▸ **À FAIRE**
D'après l'article sur le manga Ripper, en quel mois et en quelle année est sorti le premier tome ?

▸ **EXTRAIT DU DOCUMENT**
══════════

Ripper, le nouveau shônen Nekketsu de Jeronimo Cejudo
En juin 2022 sortait le premier tome d’un nouveau manga shônen : Ripper. Avec ses lignes dynamiques et son posing, pas de doute : nous avions là un petit nouveau nekketsu qui promettait sa dose d’aventure et d’action. Mais sous le numéro du tome un nom interroge : Jeronimo Cejudo. Il s’agit effectivement d’un auteur français, ayant pour l’époque seulement publié une série en trois tomes, Lil Berry. Nous avons profité de sa venue au 50e festival d’Angoulême pour le rencontrer et parler avec lui de son parcours et de ses inspirations.

══════════

▸ **Lignes d'un jeu de données**
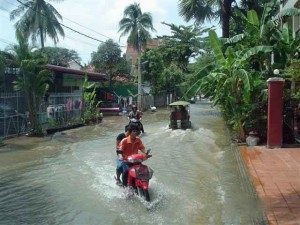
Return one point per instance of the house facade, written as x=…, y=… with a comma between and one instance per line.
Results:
x=294, y=21
x=60, y=107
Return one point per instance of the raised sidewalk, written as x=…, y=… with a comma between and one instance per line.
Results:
x=275, y=174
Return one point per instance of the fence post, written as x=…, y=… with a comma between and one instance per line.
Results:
x=275, y=106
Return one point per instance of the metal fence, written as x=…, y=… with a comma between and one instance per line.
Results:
x=57, y=111
x=13, y=119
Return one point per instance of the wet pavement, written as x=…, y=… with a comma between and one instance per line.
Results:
x=275, y=174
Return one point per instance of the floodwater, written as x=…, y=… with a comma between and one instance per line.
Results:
x=68, y=178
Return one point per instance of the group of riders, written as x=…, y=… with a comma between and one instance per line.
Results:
x=128, y=143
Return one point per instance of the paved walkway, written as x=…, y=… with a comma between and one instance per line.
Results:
x=275, y=174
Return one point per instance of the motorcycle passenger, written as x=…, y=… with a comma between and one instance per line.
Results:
x=129, y=146
x=136, y=114
x=119, y=169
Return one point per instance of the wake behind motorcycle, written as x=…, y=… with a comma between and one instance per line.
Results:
x=139, y=175
x=136, y=123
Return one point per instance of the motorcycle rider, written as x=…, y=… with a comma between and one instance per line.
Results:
x=129, y=146
x=119, y=169
x=136, y=114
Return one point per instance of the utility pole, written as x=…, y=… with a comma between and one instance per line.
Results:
x=139, y=83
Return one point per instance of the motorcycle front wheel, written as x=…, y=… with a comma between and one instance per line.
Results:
x=143, y=193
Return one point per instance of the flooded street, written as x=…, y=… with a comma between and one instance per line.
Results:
x=67, y=178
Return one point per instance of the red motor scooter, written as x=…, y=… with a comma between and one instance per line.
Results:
x=139, y=174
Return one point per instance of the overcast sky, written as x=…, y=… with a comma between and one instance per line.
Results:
x=96, y=18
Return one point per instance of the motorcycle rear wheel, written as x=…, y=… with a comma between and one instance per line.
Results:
x=143, y=193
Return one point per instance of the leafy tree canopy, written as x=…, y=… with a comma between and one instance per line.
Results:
x=108, y=60
x=58, y=56
x=185, y=43
x=38, y=18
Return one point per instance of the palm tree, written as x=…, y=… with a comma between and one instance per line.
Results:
x=33, y=80
x=38, y=18
x=137, y=25
x=202, y=10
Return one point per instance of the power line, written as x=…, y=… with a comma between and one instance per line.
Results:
x=76, y=31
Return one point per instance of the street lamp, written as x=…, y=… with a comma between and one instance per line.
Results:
x=276, y=72
x=140, y=82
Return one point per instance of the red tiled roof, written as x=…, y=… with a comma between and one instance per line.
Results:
x=100, y=76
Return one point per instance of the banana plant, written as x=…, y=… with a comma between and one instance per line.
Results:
x=231, y=83
x=91, y=112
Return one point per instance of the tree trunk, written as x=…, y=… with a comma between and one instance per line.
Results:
x=42, y=37
x=139, y=105
x=225, y=18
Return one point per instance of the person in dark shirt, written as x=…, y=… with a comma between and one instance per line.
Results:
x=119, y=169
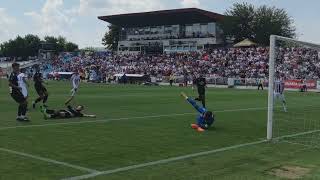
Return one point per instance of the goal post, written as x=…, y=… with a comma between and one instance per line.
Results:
x=274, y=40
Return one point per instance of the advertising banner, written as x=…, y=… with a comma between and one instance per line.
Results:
x=297, y=84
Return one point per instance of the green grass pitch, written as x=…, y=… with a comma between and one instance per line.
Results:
x=139, y=124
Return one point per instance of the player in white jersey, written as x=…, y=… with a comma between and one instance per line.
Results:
x=278, y=93
x=75, y=80
x=22, y=82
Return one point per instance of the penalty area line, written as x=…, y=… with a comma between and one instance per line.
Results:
x=163, y=161
x=52, y=161
x=125, y=118
x=188, y=156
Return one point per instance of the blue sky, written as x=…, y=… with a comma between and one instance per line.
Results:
x=77, y=19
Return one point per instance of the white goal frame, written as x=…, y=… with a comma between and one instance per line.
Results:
x=272, y=59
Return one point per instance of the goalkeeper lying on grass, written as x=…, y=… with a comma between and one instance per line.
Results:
x=70, y=112
x=204, y=120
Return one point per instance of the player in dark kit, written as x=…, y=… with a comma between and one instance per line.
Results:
x=70, y=112
x=41, y=90
x=16, y=94
x=201, y=86
x=205, y=118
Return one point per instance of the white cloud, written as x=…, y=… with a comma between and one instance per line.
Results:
x=190, y=3
x=8, y=25
x=99, y=7
x=53, y=19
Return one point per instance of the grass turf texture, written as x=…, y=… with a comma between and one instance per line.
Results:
x=118, y=143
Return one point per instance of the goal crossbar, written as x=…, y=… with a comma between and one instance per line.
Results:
x=272, y=59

══════════

▸ **RÉPONSE**
En juin 2022.